--- Document passage ---
The rapidly growing interest on developing DSS and the appropriate OR methodologies and tools that could aid logistics managers to lower costs and achieve greater flexibility, has attracted significant attention from researchers (Tarantilis et al., 2005). The advances in ICT and the emergence of accurate spatial information systems have provided all technical prerequisites that enable companies to integrate vehicle fleet routing and scheduling with other key functions. In the context of modern telecommunication systems, Electronic Data Interchange (EDI), Global Positioning Systems (GPS) and Geographic Information Systems (GIS) are the main enablers of fleet management within enterprise wide end-to-end information systems.

Generation of vehicle routing plans require access to spatial sub-systems, network optimization procedures and particular geo-processing spatial tools provided by GISs using specialized spatial data storage formats. The combination of DSS and GIS functions provides the framework for vehicle routing DSS as they synthesize decision making tools and routing algorithms with spatial tools including the ability to provide visual feedback in the form of maps. Such systems are also referred as Spatial decision support systems (SDSS)(Sharma et al., 2006). A wide variety of vehicle routing DSS appears in literature, including distribution systems (Tarantilis and Kiranoudis, 2001, Tarantilis and Kiranoudis, 2002a, Tarantilis and Kiranoudis, 2002b), collection (Butler et al., 2005), dispatch and delivery (Weigel and Cao, 1999) and ship scheduling (Fagerholt, 2004, Sambrakos et al., 2004). Other more recent examples of vehicle routing DSS can be found in Belenguer et al., 2005, Tarantilis et al., 2004b, Ioannou et al., 2005, Ruiz et al., 2004.
--- Material provided ---
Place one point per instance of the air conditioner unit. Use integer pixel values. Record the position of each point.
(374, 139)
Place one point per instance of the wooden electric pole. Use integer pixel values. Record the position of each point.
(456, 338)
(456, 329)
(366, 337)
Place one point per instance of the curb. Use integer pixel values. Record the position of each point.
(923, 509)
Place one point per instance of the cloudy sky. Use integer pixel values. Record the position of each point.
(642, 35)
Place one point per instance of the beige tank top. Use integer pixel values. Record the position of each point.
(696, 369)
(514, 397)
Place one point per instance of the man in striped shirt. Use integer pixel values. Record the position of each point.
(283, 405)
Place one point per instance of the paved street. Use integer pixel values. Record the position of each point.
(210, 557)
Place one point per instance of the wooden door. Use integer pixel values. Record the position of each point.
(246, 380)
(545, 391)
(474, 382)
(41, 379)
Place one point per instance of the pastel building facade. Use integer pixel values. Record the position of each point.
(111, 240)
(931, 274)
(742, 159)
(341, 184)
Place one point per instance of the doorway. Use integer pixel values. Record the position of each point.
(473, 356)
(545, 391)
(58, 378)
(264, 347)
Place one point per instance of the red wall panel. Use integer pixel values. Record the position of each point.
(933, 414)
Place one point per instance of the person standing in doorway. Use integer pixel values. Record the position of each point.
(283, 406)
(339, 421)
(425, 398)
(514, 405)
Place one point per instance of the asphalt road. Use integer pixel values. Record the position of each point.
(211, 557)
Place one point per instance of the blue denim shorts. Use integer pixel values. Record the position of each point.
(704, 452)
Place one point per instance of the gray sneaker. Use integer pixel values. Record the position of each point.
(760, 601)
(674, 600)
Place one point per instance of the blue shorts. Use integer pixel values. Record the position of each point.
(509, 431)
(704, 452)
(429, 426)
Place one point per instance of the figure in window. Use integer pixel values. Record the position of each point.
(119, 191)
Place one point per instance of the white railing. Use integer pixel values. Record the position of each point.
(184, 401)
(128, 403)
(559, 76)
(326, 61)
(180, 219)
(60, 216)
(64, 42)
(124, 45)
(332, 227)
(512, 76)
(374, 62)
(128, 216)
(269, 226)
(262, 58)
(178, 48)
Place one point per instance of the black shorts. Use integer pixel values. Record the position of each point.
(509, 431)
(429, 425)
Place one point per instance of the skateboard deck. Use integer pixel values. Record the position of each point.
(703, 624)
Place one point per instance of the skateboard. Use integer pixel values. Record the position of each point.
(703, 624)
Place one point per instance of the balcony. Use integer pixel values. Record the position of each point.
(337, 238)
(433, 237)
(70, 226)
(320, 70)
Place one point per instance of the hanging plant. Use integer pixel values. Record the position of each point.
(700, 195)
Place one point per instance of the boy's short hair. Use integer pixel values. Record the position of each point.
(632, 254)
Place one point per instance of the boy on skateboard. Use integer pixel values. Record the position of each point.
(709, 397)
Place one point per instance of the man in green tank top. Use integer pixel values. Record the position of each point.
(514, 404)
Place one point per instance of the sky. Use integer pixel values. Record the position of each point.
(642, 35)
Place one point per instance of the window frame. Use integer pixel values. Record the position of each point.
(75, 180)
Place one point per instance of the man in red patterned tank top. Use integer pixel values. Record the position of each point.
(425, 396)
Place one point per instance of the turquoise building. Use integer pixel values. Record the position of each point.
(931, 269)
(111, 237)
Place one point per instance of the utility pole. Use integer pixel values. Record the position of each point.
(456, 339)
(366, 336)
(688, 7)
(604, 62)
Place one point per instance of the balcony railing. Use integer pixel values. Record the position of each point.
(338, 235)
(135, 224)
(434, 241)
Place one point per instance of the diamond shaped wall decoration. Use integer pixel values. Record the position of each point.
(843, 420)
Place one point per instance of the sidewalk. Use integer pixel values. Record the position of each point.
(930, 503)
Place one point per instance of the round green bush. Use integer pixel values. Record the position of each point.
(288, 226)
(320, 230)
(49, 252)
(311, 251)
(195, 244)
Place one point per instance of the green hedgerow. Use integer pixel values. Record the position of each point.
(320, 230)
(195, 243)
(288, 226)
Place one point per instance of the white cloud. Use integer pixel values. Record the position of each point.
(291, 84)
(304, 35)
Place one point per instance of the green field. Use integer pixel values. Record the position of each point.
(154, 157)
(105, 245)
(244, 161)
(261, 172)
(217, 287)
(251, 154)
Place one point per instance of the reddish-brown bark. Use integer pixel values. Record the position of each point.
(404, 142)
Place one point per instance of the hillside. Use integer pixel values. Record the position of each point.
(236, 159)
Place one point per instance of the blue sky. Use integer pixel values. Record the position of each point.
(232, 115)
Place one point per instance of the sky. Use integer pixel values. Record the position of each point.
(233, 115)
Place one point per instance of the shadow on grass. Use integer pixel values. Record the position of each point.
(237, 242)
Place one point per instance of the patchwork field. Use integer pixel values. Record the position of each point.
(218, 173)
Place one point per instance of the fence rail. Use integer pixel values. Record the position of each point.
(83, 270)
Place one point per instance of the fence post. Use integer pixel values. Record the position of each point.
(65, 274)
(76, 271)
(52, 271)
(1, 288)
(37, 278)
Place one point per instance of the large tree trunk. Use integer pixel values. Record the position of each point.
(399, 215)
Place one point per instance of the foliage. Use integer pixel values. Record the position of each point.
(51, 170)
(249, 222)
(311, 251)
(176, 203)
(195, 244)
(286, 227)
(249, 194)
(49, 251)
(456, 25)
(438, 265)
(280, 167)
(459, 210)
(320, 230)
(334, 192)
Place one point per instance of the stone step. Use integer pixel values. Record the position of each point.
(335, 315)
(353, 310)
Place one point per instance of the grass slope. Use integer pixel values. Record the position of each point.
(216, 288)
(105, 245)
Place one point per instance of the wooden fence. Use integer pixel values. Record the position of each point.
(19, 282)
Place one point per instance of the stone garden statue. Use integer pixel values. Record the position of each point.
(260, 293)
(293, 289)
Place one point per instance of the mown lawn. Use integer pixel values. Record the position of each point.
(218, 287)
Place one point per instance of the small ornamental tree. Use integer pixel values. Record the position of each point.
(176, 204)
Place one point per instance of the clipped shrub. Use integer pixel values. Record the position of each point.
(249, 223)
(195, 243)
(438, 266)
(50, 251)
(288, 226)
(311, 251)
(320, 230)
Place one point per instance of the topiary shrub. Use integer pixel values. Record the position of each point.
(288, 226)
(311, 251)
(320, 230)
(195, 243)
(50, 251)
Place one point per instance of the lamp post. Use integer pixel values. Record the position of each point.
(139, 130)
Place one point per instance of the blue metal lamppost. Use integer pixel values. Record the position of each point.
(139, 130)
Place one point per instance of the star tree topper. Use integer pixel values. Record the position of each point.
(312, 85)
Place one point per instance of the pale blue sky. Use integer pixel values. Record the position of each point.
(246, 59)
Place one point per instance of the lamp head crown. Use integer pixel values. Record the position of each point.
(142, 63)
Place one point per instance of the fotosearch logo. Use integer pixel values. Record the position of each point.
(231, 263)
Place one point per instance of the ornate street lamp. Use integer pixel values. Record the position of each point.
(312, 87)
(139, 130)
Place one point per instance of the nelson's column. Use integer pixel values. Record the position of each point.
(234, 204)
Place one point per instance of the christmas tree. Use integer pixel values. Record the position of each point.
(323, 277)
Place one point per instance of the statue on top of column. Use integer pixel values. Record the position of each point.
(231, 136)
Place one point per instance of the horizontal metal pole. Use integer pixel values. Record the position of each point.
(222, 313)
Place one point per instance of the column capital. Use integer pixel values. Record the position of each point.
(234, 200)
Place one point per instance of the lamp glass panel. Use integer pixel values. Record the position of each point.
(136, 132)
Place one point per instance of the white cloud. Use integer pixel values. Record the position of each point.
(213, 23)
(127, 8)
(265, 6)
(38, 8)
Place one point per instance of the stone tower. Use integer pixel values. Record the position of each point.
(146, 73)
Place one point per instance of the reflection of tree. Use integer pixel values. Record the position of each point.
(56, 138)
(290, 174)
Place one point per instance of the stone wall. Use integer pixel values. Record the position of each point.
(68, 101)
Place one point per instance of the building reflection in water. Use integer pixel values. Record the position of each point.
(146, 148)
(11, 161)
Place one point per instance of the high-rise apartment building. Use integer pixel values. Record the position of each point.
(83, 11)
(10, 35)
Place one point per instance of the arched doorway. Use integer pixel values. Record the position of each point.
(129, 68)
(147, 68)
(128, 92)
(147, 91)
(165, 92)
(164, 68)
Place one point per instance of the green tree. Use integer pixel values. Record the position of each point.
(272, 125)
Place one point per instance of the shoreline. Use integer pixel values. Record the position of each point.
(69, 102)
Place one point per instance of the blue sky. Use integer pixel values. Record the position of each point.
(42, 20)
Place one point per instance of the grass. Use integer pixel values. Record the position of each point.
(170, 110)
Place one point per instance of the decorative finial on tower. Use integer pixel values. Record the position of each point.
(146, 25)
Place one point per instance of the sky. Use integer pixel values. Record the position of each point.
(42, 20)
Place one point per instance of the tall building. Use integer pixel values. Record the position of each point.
---
### Problems and tasks
(a) Translate this sentence from the passage on vehicle routing decision support systems into Spanish: "The advances in ICT and the emergence of accurate spatial information systems have provided all technical prerequisites that enable companies to integrate vehicle fleet routing and scheduling with other key functions."
(b) Reproduce the section of the vehicle routing passage that opens with the words containing "The rapidly growing" and closes with "end-to-end information systems.".

### Solutions to the problems
(a) Los avances en las TIC y la aparición de sistemas de información espacial precisos han proporcionado todos los requisitos técnicos que permiten a las empresas integrar el enrutamiento y la programación de flotas de vehículos con otras funciones clave.

(b)
The rapidly growing interest on developing DSS and the appropriate OR methodologies and tools that could aid logistics managers to lower costs and achieve greater flexibility, has attracted significant attention from researchers (Tarantilis et al., 2005). The advances in ICT and the emergence of accurate spatial information systems have provided all technical prerequisites that enable companies to integrate vehicle fleet routing and scheduling with other key functions. In the context of modern telecommunication systems, Electronic Data Interchange (EDI), Global Positioning Systems (GPS) and Geographic Information Systems (GIS) are the main enablers of fleet management within enterprise wide end-to-end information systems.